# [Given instruction]
Can you turn the lines of the records below, from the line with "Tag the red" up to and including the line with "[[581, 165]]", into a numbered list with any blank lines left out?

Stored data entries:
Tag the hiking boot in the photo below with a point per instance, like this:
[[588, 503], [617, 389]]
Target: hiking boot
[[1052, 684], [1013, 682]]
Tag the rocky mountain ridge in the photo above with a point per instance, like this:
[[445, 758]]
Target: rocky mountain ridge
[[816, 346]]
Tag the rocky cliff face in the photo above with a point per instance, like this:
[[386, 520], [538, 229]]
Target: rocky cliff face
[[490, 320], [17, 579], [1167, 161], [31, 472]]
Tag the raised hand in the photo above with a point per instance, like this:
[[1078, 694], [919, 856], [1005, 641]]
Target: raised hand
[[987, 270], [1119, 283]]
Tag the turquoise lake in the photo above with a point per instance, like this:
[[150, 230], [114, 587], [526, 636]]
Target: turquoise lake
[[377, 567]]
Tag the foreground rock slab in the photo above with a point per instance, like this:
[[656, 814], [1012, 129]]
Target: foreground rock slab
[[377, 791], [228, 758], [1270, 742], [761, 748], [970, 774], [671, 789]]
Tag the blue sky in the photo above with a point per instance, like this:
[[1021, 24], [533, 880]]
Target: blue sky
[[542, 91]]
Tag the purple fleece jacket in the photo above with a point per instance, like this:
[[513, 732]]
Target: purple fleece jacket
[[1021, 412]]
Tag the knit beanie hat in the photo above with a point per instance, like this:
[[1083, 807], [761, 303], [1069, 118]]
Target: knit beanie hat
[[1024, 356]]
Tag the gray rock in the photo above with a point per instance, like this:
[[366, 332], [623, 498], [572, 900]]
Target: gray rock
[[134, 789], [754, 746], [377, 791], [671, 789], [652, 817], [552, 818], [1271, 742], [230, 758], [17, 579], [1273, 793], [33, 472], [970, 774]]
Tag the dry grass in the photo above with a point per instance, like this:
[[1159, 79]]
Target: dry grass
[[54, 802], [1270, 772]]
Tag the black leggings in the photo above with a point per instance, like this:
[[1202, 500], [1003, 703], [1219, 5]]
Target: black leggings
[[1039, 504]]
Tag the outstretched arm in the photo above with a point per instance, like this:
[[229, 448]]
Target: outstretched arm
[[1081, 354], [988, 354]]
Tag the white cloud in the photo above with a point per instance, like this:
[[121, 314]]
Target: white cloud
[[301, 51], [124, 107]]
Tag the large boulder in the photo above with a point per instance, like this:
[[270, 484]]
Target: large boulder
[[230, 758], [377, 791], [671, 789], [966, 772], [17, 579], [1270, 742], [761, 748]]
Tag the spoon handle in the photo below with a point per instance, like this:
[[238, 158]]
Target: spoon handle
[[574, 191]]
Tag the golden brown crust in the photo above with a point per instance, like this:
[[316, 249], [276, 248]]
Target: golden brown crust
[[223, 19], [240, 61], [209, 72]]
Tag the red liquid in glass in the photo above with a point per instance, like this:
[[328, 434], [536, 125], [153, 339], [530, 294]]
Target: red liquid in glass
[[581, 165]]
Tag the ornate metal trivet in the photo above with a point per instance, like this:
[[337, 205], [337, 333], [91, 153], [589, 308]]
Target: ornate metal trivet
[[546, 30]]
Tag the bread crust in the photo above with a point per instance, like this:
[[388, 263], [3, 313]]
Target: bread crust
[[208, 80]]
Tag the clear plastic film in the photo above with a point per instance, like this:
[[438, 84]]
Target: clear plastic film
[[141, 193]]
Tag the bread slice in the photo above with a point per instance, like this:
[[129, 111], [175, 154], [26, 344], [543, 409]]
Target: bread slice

# [Response to this exercise]
1. Tag the red liquid in glass in the photo above with a point per instance, like this:
2. [[328, 434], [536, 125], [153, 339], [530, 294]]
3. Target: red liquid in glass
4. [[581, 165]]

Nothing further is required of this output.